Selected extract:
# Trying to tame matplotlib

Ryan Reece <https://github.com/rreece>        
created: 2019-06-27

## 2-bin example

Following: <https://scikit-hep.org/pyhf/examples/notebooks/binderexample/StatisticalAnalysis.html>

In [1]:
import numpy as np
import matplotlib.pyplot as plt
import mplhep as hep
import pyhf
import math

In [2]:
pdf = pyhf.simplemodels.hepdata_like(signal_data=[12.0, 11.0], bkg_data=[50.0, 52.0], bkg_uncerts=[3.0, 7.0])


AttributeError: module 'pyhf.simplemodels' has no attribute 'hepdata_like'

In [None]:
pdf.config.auxdata

In [None]:
CLs_obs, CLs_exp_band = pyhf.infer.hypotest(1.0, [51, 48] + pdf.config.auxdata, pdf, return_expected_set=True)
print('Observed CLs         : %.4f' % (CLs_obs))
print('')
print('Expected CLs -2 sigma: %.4f' % (CLs_exp_band[0]))
print('Expected CLs -1 sigma: %.4f' % (CLs_exp_band[1]))
print('Expected CLs         : %.4f' % (CLs_exp_band[2]))
print('Expected CLs +1 sigma: %.4f' % (CLs_exp_band[3]))
print('Expected CLs +2 sigma: %.4f' % (CLs_exp_band[4]))

## n-bin example

Following: <https://github.com/scikit-hep/pyhf/blob/master/tests/benchmarks/test_benchmark.py>

In [None]:
def generate_source_static(n_bins):
    """
    Create the source structure for the given number of bins.

    Args:
        n_bins: `list` of number of bins

    Returns:
        source
    """
    binning = list(range(n_bins+1))
    data = [120.0] * n_bins
    bkg = [100.0] * n_bins
    bkgerr = [10.0] * n_bins
    sig = [30.0] * n_bins

    source = {
        'binning': binning,
        'bindata': {'data': data, 'bkg': bkg, 'bkgerr': bkgerr, 'sig': sig},
    }
    return source


def generate_source_poisson(n_bins):
    """
    Create the source structure for the given number of bins.
    Sample from a Poisson distribution

    Args:
        n_bins: `list` of number of bins

    Returns:
        source
    """

Requirement: List every module that the first code block of the matplotlib notes imports. The records that come next are separate material and have no link to the matplotlib notes.

[Location annotation dataset excerpts]

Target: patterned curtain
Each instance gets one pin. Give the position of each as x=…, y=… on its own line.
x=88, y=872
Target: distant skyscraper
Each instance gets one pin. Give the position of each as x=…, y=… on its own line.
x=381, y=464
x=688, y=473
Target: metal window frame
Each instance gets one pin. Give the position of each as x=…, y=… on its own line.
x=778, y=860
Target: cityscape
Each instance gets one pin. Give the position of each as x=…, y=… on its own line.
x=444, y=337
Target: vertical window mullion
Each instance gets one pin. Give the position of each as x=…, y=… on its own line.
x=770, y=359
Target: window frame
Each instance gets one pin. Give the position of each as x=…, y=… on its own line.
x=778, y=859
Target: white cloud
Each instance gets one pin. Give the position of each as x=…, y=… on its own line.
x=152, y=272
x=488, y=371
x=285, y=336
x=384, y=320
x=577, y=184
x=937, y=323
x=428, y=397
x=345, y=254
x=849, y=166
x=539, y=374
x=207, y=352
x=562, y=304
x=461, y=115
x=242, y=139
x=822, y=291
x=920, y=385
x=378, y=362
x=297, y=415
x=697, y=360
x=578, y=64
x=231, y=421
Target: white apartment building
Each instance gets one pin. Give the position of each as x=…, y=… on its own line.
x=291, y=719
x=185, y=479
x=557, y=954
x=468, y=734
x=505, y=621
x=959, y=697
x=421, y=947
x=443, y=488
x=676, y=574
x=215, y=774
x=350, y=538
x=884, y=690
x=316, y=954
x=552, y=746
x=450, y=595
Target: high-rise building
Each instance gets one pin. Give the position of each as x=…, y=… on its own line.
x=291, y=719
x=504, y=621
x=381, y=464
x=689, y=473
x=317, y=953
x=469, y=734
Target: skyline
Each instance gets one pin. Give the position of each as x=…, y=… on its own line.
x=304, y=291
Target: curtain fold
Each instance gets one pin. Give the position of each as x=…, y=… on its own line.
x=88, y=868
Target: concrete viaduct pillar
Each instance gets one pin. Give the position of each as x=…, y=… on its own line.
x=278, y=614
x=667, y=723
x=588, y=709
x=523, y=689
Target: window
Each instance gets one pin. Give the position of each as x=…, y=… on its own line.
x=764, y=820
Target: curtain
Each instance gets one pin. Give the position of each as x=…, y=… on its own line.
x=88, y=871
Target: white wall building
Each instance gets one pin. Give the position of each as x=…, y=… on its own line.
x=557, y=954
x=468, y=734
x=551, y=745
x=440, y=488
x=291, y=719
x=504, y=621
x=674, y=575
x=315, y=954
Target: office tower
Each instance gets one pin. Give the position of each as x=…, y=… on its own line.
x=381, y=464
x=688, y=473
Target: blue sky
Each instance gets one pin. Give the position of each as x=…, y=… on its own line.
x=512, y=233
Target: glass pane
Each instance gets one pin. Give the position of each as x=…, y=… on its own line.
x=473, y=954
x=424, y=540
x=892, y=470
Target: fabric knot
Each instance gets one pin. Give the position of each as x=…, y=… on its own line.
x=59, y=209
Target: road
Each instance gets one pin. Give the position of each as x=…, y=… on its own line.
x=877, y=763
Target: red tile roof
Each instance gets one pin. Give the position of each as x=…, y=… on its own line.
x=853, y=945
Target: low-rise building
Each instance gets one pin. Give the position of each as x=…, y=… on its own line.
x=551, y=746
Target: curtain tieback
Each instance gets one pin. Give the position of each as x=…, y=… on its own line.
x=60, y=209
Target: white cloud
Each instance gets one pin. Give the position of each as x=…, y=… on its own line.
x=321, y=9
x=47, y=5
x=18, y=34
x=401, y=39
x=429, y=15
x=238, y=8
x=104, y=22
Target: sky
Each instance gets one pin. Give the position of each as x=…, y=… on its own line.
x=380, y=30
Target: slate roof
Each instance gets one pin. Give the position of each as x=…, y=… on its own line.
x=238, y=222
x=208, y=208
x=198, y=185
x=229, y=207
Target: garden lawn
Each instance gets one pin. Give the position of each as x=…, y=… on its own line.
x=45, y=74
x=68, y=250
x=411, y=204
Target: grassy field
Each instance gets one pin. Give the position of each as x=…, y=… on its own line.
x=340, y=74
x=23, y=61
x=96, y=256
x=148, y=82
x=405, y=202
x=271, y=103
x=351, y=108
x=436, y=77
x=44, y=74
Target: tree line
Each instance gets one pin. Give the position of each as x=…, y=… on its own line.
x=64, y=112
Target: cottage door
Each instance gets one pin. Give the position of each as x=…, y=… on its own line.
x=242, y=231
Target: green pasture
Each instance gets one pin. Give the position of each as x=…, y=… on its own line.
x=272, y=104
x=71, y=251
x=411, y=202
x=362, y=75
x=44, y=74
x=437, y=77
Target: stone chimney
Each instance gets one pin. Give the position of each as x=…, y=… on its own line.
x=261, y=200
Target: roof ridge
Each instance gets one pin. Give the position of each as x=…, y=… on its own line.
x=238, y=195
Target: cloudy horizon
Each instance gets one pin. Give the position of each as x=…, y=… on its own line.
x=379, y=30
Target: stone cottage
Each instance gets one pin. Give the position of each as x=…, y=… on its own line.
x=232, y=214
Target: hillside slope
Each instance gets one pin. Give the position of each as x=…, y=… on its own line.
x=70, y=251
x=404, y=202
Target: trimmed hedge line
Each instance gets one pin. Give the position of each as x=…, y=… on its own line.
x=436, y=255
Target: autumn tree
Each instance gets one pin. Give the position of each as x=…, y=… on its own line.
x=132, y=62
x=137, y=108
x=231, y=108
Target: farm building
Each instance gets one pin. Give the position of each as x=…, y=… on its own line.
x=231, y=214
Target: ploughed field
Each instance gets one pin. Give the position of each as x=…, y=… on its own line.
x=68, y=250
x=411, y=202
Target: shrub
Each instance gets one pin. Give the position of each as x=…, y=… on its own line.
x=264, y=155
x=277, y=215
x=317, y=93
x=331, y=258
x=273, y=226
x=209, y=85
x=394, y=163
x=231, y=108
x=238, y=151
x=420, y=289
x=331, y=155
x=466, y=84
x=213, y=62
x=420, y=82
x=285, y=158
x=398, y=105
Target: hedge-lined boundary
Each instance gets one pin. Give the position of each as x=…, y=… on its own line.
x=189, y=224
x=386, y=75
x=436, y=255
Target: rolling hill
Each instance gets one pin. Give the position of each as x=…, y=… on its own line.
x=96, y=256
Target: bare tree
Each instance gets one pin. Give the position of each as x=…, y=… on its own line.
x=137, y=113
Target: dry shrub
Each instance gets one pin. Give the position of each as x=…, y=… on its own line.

Correct response: numpy, matplotlib.pyplot, mplhep, pyhf, math